*Texte*.
-------

A l'école Education nationale

Marie-Dominique, institutrice : « Faites nous confiance ! »



La question de l’éducation scolaire ne pouvait laisser insensible En aparté. C’est pour cette raison que j’ai souhaité interviewer
Marie-Dominique, 3 enfants, institutrice depuis 25 ans, sur son métier, son évolution, ses fiertés, ses frustations, etc. Un grand merci à elle pour sa franchise ! Et surtout n’hésitez pas à réagir… c’est cela qui permet de débattre 🙂

Pourquoi avez-vous choisi ce métier ?
Marie-Dominique : J’ai choisi ce métier par vocation parce que j’ai toujours adoré les enfants. Je suis institutrice depuis 1983 et j’ai enseigné à peu près dans toutes les classes de maternelle et de primaire. J’ai commencé en Corse et, depuis 1995, j’enseigne dans le Var.

Selon vous, quelles sont les principales évolutions depuis que vous avez commencé à enseigner ?
Le métier d’instituteur a beaucoup changé depuis 25 ans… malheureusement essentiellement à cause des parents ! Lorsque j’ai débuté, les enseignants étaient très respectés. Les parents ne critiquaient pas la façon de faire des professeurs et si l’enfant était puni, nous étions soutenus par la famille. Mais de plus en plus, nous sommes entrés dans la période des enfants rois. Les parents ont tendance à mettre leurs enfants sur un piédestal. Dans 9 cas sur 10, les parents donnent raison à l’enfant, contre l’avis du professeur. Cela est handicapant dans le travail. Il y a un vrai manque de confiance. De plus, ce que l’on trouve dans la famille, on le retrouve démultiplié à l’école : un manque d’éducation, moins de politesse, moins de respect.

-------

*Consigne 1*.
Indiquez depuis quelle année Marie-Dominique enseigne dans le Var, d'après l'entretien avec l'institutrice.
*Consigne 2*.
Recopiez mot pour mot le passage de l'entretien avec l'institutrice qui commence par « A l'école Education » et se termine par « ce métier ? ».
*Consigne 3*.
Poursuivez l'entretien avec l'institutrice à partir de l'endroit où il s'arrête.
Les enregistrements n'ont aucun rôle dans ce travail.

*Données*.
-------

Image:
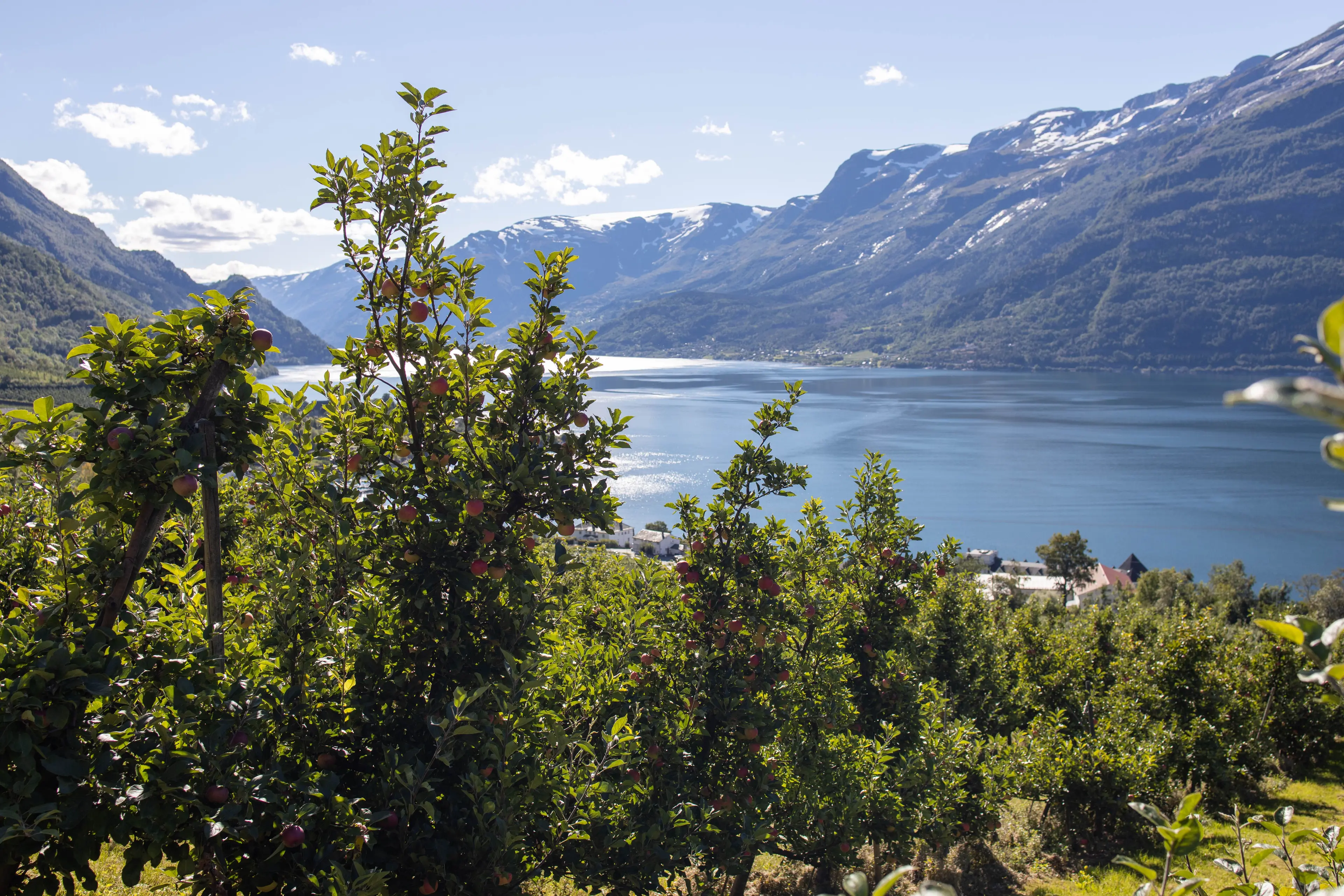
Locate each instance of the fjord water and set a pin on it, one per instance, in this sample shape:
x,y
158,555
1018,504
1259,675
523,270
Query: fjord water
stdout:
x,y
1146,464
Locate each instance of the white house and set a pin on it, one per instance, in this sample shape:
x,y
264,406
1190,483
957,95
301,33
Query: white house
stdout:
x,y
623,535
660,543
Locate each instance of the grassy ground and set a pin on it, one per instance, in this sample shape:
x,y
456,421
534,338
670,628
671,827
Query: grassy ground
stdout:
x,y
1318,801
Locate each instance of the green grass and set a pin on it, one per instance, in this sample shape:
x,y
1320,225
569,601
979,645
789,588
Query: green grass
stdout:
x,y
1318,803
108,871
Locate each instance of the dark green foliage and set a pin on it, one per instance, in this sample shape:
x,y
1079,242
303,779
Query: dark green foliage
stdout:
x,y
45,308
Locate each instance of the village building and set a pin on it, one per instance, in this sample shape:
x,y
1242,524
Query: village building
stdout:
x,y
1003,577
622,537
662,545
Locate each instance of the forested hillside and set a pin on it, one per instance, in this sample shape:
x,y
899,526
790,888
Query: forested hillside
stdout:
x,y
69,273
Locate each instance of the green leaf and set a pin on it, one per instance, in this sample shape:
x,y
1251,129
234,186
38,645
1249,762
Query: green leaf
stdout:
x,y
1187,886
1135,864
1152,813
1330,326
855,884
890,880
1189,805
1283,630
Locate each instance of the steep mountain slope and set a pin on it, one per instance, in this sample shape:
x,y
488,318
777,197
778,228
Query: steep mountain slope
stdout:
x,y
1197,226
143,279
45,308
613,249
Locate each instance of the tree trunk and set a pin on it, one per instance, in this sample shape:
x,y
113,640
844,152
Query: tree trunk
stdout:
x,y
152,518
7,880
822,878
214,546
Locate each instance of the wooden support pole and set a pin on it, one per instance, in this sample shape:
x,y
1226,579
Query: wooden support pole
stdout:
x,y
214,547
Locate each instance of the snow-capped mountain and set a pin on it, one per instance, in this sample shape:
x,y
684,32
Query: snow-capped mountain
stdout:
x,y
615,248
1201,225
1197,226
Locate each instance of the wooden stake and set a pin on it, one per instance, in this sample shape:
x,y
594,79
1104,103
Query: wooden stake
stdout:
x,y
214,547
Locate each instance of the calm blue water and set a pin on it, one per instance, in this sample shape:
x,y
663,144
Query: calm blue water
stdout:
x,y
1152,465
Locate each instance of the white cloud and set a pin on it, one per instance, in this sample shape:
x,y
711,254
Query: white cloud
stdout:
x,y
569,178
66,184
214,273
883,76
713,130
197,107
314,54
174,222
130,127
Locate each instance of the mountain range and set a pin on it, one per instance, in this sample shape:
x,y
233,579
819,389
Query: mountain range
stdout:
x,y
1198,226
59,274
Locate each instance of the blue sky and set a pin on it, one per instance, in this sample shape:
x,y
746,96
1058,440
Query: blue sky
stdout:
x,y
189,127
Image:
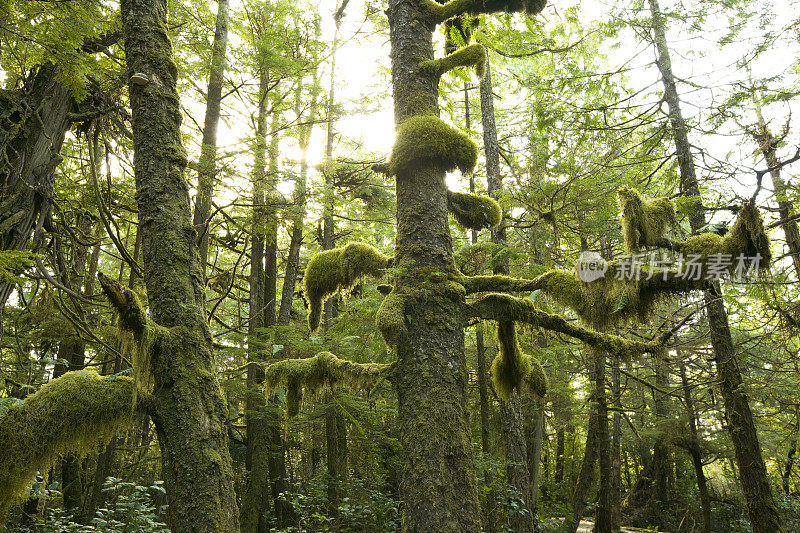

-------

*Réponse attendue 1*.
Depuis 1995.

*Réponse attendue 2*.
A l'école Education nationale

Marie-Dominique, institutrice : « Faites nous confiance ! »



La question de l’éducation scolaire ne pouvait laisser insensible En aparté. C’est pour cette raison que j’ai souhaité interviewer
Marie-Dominique, 3 enfants, institutrice depuis 25 ans, sur son métier, son évolution, ses fiertés, ses frustations, etc. Un grand merci à elle pour sa franchise ! Et surtout n’hésitez pas à réagir… c’est cela qui permet de débattre 🙂

Pourquoi avez-vous choisi ce métier ?

*Réponse attendue 3*.
D’un autre côté, les parents sont mieux informés et plus au courant des programmes et pêchent parfois dans l’excès contraire… en se mêlant un peu trop de notre façon de travailler.

Concernant l’enseignement en lui-même, quelles évolutions vous semblent regrettables ?

La supression des cours le samedi matin a été réclamée à cor et à cri, mais je ne pense pas que cela soit une bonne chose. En tant que maman, j’apprécie de l’avoir, mais en tant qu’institutrice, c’est terrible de ne plus l’avoir. Car nous devons faire à peu près la même chose en moins de temps.
Cette demi-journée était très utile pour faire de la remédiation.
Autre regret : je pense que l’on s’est trop éparpillé. Certes, c’est une bonne chose de faire plus de sport, d’activités artistiques, de sorties… surtout pour les enfants qui ne font rien de tout cela en dehors de l’école, mais d’un autre côté, concernant les apprentissages fondamentaux, il y a plus de lacunes qu’autrefois. C’était peut-être excessif (par exemple, pour entrer en 6ème, il ne fallait pas faire plus de 5 fautes d’orthographe !) mais il faudrait trouver un juste équilibre.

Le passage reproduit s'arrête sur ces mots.